:: Extract to read
Easy Skinny Strawberry Oatmeal Bars

One-bowl, kid-friendly strawberry oat bars with a tender oat base, juicy strawberry filling, and a simple glaze — perfect for breakfast, snacks, or dessert.

This recipe for Easy Skinny Strawberry Oatmeal Bars has been a quiet staple in my kitchen for years. I first mixed these together on a hectic Saturday morning when I needed something portable, wholesome, and sweet enough to keep the kids happy but light enough not to feel like a full dessert. The result was exactly that: a chewy, slightly crumbly oat base, a bright jammy strawberry center, and a thin, glossy glaze that pulls everything together. The bars are forgiving, simple to assemble, and travel well — they've become my go-to for school lunches and weekend coffee runs.
::::
:: Data excerpts
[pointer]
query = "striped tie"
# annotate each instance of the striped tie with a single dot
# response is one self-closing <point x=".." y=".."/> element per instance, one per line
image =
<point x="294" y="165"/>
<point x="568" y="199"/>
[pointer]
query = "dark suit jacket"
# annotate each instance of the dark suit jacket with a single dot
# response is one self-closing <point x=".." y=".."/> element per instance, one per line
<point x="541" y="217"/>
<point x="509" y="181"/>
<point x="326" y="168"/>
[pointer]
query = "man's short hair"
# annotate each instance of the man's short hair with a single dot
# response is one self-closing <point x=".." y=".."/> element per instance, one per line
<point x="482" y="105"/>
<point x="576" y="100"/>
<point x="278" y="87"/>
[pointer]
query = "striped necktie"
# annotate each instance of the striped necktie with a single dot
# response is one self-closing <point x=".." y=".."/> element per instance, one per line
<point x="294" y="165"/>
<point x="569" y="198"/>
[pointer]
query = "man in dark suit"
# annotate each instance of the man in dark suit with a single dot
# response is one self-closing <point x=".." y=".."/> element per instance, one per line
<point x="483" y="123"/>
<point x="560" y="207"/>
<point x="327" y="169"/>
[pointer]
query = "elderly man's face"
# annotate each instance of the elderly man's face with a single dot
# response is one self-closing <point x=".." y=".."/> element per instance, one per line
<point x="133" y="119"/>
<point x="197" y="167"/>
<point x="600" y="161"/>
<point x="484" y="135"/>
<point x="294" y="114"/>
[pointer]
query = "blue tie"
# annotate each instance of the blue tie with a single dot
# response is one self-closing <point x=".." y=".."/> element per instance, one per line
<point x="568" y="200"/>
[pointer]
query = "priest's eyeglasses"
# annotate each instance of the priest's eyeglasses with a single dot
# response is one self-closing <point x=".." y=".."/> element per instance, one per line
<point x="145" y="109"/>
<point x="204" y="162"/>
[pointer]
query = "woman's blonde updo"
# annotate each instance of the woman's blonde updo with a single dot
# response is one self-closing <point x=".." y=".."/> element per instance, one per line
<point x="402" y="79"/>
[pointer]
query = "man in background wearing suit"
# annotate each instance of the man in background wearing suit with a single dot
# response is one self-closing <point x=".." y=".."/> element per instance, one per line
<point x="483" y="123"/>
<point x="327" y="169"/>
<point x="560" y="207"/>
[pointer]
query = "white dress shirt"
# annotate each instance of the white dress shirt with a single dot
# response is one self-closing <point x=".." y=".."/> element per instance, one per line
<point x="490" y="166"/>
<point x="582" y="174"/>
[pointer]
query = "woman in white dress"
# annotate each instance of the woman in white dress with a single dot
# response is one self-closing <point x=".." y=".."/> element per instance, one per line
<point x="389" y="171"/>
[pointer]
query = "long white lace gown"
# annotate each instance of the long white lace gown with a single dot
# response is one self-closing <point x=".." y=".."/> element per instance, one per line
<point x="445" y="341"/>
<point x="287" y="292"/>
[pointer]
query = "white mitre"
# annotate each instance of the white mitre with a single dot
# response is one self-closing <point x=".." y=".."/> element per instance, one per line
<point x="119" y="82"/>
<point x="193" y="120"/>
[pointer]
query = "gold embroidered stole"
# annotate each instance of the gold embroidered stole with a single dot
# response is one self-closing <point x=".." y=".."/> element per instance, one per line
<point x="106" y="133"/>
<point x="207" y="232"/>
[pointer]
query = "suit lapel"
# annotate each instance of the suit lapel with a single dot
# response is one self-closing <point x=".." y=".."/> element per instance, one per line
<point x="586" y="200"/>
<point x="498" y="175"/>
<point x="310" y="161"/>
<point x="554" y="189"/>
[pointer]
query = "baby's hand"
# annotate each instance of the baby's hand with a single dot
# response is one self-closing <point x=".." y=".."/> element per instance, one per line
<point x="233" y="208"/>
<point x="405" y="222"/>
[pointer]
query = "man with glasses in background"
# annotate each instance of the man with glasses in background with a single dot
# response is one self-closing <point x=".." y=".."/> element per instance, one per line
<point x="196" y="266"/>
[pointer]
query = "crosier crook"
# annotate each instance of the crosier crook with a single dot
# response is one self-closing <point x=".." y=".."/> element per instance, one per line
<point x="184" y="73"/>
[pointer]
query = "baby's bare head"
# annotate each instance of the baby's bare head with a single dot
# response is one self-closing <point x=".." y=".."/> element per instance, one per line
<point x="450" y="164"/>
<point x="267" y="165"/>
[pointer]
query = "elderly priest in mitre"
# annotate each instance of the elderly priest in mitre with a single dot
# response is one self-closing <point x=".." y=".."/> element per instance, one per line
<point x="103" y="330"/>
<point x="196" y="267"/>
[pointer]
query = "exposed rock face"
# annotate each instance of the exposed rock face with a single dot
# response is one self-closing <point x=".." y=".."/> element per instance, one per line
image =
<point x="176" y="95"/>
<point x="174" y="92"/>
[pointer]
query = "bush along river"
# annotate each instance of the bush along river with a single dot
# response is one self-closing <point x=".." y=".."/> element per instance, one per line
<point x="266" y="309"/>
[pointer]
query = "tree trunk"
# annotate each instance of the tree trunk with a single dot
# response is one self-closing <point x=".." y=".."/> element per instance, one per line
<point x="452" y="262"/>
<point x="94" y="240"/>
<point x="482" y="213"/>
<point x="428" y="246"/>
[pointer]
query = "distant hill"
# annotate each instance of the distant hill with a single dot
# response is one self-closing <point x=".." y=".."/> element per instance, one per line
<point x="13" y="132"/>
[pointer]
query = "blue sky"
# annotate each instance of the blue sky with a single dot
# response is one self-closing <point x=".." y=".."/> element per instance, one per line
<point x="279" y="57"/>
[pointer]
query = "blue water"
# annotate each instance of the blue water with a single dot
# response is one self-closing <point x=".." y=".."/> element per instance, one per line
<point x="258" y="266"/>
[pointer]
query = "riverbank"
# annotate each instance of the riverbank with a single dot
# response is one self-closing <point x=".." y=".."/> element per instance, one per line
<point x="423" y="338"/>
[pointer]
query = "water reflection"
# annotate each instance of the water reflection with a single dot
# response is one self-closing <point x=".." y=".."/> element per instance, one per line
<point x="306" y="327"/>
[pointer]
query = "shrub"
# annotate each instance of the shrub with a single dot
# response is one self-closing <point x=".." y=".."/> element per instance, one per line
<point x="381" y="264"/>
::::
- **Goals**
(A) Summarize the strawberry oatmeal bar text in two sentences.
(B) In the strawberry oatmeal bar text, what is the thin, glossy glaze said to do?
(C) Write out everything in the strawberry oatmeal bar text from "This recipe for" down to "weekend coffee runs.", swapping "Saturday" for "Sunday".

- **Set of answers**
(A) Easy Skinny Strawberry Oatmeal Bars are one-bowl, kid-friendly bars with a tender oat base, juicy strawberry filling, and a simple glaze, suited to breakfast, snacks, or dessert. First mixed on a hectic Saturday morning as something portable and light, they are forgiving, simple to assemble, and travel well, and they became the writer's go-to for school lunches and weekend coffee runs.

(B) It pulls everything together.

(C)
This recipe for Easy Skinny Strawberry Oatmeal Bars has been a quiet staple in my kitchen for years. I first mixed these together on a hectic Sunday morning when I needed something portable, wholesome, and sweet enough to keep the kids happy but light enough not to feel like a full dessert. The result was exactly that: a chewy, slightly crumbly oat base, a bright jammy strawberry center, and a thin, glossy glaze that pulls everything together. The bars are forgiving, simple to assemble, and travel well — they've become my go-to for school lunches and weekend coffee runs.